:: EXTRAIT CHOISI

Dans des arrêts récents, la cour de cassation vise le principe selon lequel « Nul ne doit causer à autrui un trouble anormal de voisinage » (Civile 3ème, 24 octobre 1990).

Cela donne au plaideur plusieurs manières d’agir :
– si il y a trouble de voisinage, il n’est pas nécessaire de rechercher une faute
– si on se place sur la responsabilité civile classique (article 1382) il faut caractériser une faute mais il est plus nécessaire de caractériser l’aspect anormal de la faute.


4) Régime de la responsabilité

a. Conditions et appréciation de la responsabilité

1) Pour que la théorie joue, il faut un préjudice avec des caractéristiquesparticulières :
affecter le voisinage et un trouble anormal. Il n’y a pas besoin d’un comportement fautif, abusif.

Dès lors qu’un dommage est occasionné par l’utilisation licite d’un bien immobilier, dès lors qu’il excède un certain seuil, la responsabilité est encourue. Peu importe la nature et l’origine des inconvénients : bruit, fumée, la privation de lumière ou de vue (Civile 3ème, 11 février 1976). L’appréciation souveraine des juges du fonds estimant que le préjudice ressenti était anormal suffit à engager la responsabilité

Les deux seules conditions requises sont l’utilisation de l’immeuble et la création d’un dommage anormal. « Le propriétaire voisin (…) est tenu de subir les inconvénients normaux du voisinage ; en revanche, il est en droit d’exiger une réparation dès lors que ces inconvénients excèdent cette limite » (Civile 3ème, 4 février 1971).



2) Dans l’appréciation de la responsabilité, les juges doivent faire appel à des considérations

(a) tenant au lieu et au temps.

Ainsi, lorsqu’un établissement est créé dans une ville, on tient compte du quartier dans lequel il est établi : ce qui est admissible dans tel quartier peut être anormal dans tel autre.

L’auteur d’un trouble peut-il arguer de l’antériorité de son exploitation ?

À une certaine époque, la jurisprudence le permettait : ainsi le propriétaire d’un terrain situé à côté d’une usine ne pouvait, s’il construisait une villa dans ces conditions, se plaindre des inconvénients du voisinage. Mais la jurisprudence dominante ne tient pas compte de l’antériorité de l’exploitation de l’auteur du trouble (civile, 1ère section, 20 février 1968). Sinon un propriétaire pourrait, du seul fait de l’antériorité de son installation, grever les fonds voisins d’une véritable servitude, restreignant en fait leur usage.

On peut en revanche, permettent de se prévaloir de l’antériorité de l’exportation lorsqu’il y a une sorte de préoccupation collective. Ainsi, dans un quartier industriel, déjà couvert d’usines, le propriétaire d’un terrain serait mal venu à y faire bâtir une villa et à se plaindre ensuite des inconvénients du voisinage.

Il convient ainsi de tenir compte de la combinaison des diverses règles à la lumière des évolutions législatives telles que l’Article 112-16 du Code de l’habitation de la construction : « l’exploitant d’une activité agricole, industrielle, artisanale ou commerciale qui respecte les lois et les règlements n’est pas responsable du préjudice subi par ses voisins mais il faut qu’il n’ait pas aggravé les nuisances par rapport au moment où il a commencé à exploiter ».

::::
:: MATÉRIEL FOURNI

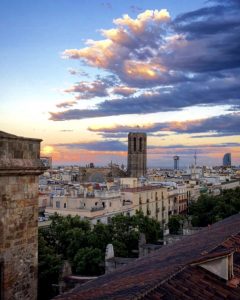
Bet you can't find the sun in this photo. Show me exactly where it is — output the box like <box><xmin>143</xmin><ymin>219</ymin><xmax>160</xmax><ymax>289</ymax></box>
<box><xmin>41</xmin><ymin>146</ymin><xmax>54</xmax><ymax>155</ymax></box>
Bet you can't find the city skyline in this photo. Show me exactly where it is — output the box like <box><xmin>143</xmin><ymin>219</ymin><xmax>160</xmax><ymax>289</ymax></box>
<box><xmin>0</xmin><ymin>0</ymin><xmax>240</xmax><ymax>168</ymax></box>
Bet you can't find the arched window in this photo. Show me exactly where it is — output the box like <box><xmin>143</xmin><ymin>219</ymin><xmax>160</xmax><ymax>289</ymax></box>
<box><xmin>133</xmin><ymin>138</ymin><xmax>137</xmax><ymax>151</ymax></box>
<box><xmin>139</xmin><ymin>138</ymin><xmax>142</xmax><ymax>151</ymax></box>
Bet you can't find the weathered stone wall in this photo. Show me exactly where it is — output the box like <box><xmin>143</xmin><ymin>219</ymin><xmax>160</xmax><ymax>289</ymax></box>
<box><xmin>128</xmin><ymin>132</ymin><xmax>147</xmax><ymax>177</ymax></box>
<box><xmin>0</xmin><ymin>132</ymin><xmax>44</xmax><ymax>300</ymax></box>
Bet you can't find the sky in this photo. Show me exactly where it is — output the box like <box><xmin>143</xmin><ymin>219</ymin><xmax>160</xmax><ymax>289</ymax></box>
<box><xmin>0</xmin><ymin>0</ymin><xmax>240</xmax><ymax>167</ymax></box>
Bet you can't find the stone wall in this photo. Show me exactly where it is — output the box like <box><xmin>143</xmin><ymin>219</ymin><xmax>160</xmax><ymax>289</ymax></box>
<box><xmin>0</xmin><ymin>132</ymin><xmax>45</xmax><ymax>300</ymax></box>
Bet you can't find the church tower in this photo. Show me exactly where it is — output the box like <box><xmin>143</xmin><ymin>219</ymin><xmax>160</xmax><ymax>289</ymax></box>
<box><xmin>128</xmin><ymin>132</ymin><xmax>147</xmax><ymax>177</ymax></box>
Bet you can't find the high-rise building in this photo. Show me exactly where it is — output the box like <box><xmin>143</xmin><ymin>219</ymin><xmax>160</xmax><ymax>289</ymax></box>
<box><xmin>173</xmin><ymin>155</ymin><xmax>179</xmax><ymax>170</ymax></box>
<box><xmin>223</xmin><ymin>153</ymin><xmax>232</xmax><ymax>167</ymax></box>
<box><xmin>128</xmin><ymin>132</ymin><xmax>147</xmax><ymax>177</ymax></box>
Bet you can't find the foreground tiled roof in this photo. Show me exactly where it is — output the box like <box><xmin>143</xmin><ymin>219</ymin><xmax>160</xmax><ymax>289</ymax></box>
<box><xmin>56</xmin><ymin>214</ymin><xmax>240</xmax><ymax>300</ymax></box>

::::

**TRAVAIL DEMANDÉ**
1) Recopiez le passage du texte sur les troubles de voisinage qui commence par « Dans des arrêts » et se termine par « de la faute. ».
2) Poursuivez le texte sur les troubles de voisinage là où il s'interrompt.
La liste ci-dessus n'a aucun lien avec le texte sur les troubles de voisinage.

**RÉPONSES AUX EXERCICES**
1)
Dans des arrêts récents, la cour de cassation vise le principe selon lequel « Nul ne doit causer à autrui un trouble anormal de voisinage » (Civile 3ème, 24 octobre 1990).

Cela donne au plaideur plusieurs manières d’agir :
– si il y a trouble de voisinage, il n’est pas nécessaire de rechercher une faute
– si on se place sur la responsabilité civile classique (article 1382) il faut caractériser une faute mais il est plus nécessaire de caractériser l’aspect anormal de la faute.

2)
Arrêt de 2002 : dans un domaine réservé à l’artisanat un atelier est remplacé par un grand bâtiment privant ses voisins de clarté et de soleil : prépare le trouble anormal de voisinage car son activité s’est transformée et à aggravé les nuisances (deuxième condition de l’article non rempli).


Les juges doivent tenir également compte de (b.) considérations personnelles à la victime du dommage. Tel homme, exerçant telle profession, étant en pleine santé, ne sera pas gêné outre mesure par le bruit, alors que celui-ci peut empêcher le travail d’un intellectuel, le sommeil d’un nerveux. La jurisprudence tend à prendre en considération la réceptivité personnelle ; elle détermine le dommage supportable en fonction de chaque victime.
Parlement de Grenoble 1614 : réception accrue d’un avocat (besoin de calme) contre le maréchal Ferrand (qui tapait sur une enclume) : la couloir refuse de tenir compte de la réception accrue.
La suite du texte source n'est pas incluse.